由源码可知，创建raw字符串对象调用sdsnewlen，这里会分配sds，所以，是两次内存分配：robj和sdshdr8。
位置：src/object.c

robj *createRawStringObject(const char *ptr, size_t len) {
    return createObject(OBJ_STRING, sdsnewlen(ptr,len));
}

4.2.2 createObject源码

创建robj对象，第一次分配内存空间，源码如下。
位置：src/object.c

robj *createObject(int type, void *ptr) {
    robj *o = zmalloc(sizeof(*o));
    o->type = type;
    o->encoding = OBJ_ENCODING_RAW;
    o->ptr = ptr;
    o->refcount = 1;

    /* Set the LRU to the current lruclock (minutes resolution), or
     * alternatively the LFU counter. */
    if (server.maxmemory_policy & MAXMEMORY_FLAG_LFU) {
        o->lru = (LFUGetTimeInMinutes()<<8) | LFU_INIT_VAL;
    } else {
        o->lru = LRU_CLOCK();
    }
    return o;
}

4.2.3 分配sdshdr8内存源码

由源码可知，通过s_malloc(hdrlen+initlen+1)分配sds内存空间，第二次分配内存空间。
位置：src/sds.c

sds sdsnewlen(const void *init, size_t initlen) {
    void *sh;
    sds s;
    char type = sdsReqType(initlen);
    /* Empty strings are usually created in order to append. Use type 8
     * since type 5 is not good at this. */
    if (type == SDS_TYPE_5 && initlen == 0) type = SDS_TYPE_8;
    int hdrlen = sdsHdrSize(type);
    unsigned char *fp; /* flags pointer. */

    sh = s_malloc(hdrlen+initlen+1);
    if (sh == NULL) return NULL;
    if (init==SDS_NOINIT)
        init = NULL;
    else if (!init)
        memset(sh, 0, hdrlen+initlen+1);
    s = (char*)sh+hdrlen;
    fp = ((unsigned char*)s)-1;
    switch(type) {
        case SDS_TYPE_5: {
            *fp = type | (initlen << SDS_TYPE_BITS);
            break;
        }
        case SDS_TYPE_8: {
            SDS_HDR_VAR(8,s);
            sh->len = initlen;
            sh->alloc = initlen;
            *fp = type;
            break;
        }
        case SDS_TYPE_16: {
            SDS_HDR_VAR(16,s);
            sh->len = initlen;
            sh->alloc = initlen;
            *fp = type;
            break;
        }
        case SDS_TYPE_32: {
            SDS_HDR_VAR(32,s);
            sh->len = initlen;
            sh->alloc = initlen;
            *fp = type;
            break;
        }
        case SDS_TYPE_64: {
            SDS_HDR_VAR(64,s);
            sh->len = initlen;
            sh->alloc = initlen;
            *fp = type;
            break;
        }
    }
    if (initlen && init)

# [任务说明]
请根据这段摘录回答：
(a) createRawStringObject 的源码位于哪个文件？
(b) createObject 把 o->refcount 设为多少？
(c) 在 sdsnewlen 中，如果 type 为 SDS_TYPE_5 且 initlen 为 0，type 会被改成什么？
这些数据与上面的摘录没有关联。

(一组数据)

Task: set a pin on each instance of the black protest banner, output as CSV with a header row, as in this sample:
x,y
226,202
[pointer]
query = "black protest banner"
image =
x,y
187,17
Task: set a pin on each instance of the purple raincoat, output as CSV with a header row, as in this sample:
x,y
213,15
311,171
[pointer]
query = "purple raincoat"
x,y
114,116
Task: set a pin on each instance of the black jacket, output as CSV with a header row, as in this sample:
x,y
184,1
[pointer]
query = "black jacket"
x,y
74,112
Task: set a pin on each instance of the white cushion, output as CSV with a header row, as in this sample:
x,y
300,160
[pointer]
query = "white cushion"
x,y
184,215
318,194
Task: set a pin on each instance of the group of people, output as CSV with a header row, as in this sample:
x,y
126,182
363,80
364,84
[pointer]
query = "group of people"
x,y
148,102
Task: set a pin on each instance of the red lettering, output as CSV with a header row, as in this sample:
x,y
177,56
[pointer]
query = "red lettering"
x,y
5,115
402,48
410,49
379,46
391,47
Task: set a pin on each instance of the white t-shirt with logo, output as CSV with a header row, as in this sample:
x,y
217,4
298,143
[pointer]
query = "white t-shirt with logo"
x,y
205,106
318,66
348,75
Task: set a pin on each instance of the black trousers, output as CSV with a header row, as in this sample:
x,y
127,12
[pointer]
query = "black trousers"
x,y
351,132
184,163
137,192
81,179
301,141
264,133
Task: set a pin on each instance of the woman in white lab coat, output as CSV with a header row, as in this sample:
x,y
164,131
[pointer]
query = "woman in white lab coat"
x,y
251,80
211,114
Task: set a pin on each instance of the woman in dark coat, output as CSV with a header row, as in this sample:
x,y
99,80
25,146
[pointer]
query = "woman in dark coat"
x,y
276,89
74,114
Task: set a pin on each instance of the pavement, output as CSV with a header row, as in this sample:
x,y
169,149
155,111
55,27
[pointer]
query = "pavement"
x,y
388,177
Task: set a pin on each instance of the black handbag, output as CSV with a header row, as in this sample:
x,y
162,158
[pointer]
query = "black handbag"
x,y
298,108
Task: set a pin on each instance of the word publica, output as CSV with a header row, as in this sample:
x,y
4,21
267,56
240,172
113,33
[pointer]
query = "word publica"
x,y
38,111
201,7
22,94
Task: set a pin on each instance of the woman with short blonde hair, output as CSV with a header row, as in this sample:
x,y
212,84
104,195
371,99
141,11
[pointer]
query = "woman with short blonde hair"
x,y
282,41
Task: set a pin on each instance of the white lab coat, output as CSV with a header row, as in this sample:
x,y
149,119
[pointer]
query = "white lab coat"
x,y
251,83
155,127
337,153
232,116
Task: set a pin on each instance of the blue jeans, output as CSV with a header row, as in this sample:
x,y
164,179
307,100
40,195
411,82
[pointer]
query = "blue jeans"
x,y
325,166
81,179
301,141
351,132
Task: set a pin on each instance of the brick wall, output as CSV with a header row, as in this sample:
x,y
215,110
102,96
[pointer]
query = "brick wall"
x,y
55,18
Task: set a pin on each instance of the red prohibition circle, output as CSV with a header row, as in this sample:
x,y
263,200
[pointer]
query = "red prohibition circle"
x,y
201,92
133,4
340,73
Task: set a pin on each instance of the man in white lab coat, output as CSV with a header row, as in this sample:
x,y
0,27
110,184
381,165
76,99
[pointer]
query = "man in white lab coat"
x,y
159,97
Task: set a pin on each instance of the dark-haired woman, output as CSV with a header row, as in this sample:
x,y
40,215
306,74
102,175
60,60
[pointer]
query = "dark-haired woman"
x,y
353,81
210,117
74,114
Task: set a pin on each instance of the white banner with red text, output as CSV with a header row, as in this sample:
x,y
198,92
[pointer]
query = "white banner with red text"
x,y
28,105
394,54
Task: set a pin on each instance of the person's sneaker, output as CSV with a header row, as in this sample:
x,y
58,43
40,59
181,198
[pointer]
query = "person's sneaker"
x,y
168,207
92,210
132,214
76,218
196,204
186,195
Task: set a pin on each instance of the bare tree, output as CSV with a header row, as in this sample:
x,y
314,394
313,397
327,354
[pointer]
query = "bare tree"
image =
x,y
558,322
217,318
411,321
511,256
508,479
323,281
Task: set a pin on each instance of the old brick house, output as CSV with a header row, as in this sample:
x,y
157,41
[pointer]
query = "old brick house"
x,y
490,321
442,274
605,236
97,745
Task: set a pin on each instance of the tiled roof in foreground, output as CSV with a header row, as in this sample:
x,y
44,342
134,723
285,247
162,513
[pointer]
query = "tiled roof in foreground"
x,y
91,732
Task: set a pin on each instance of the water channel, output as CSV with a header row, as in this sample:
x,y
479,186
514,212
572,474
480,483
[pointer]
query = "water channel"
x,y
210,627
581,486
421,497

# [答案]
(a) src/object.c
(b) 1
(c) SDS_TYPE_8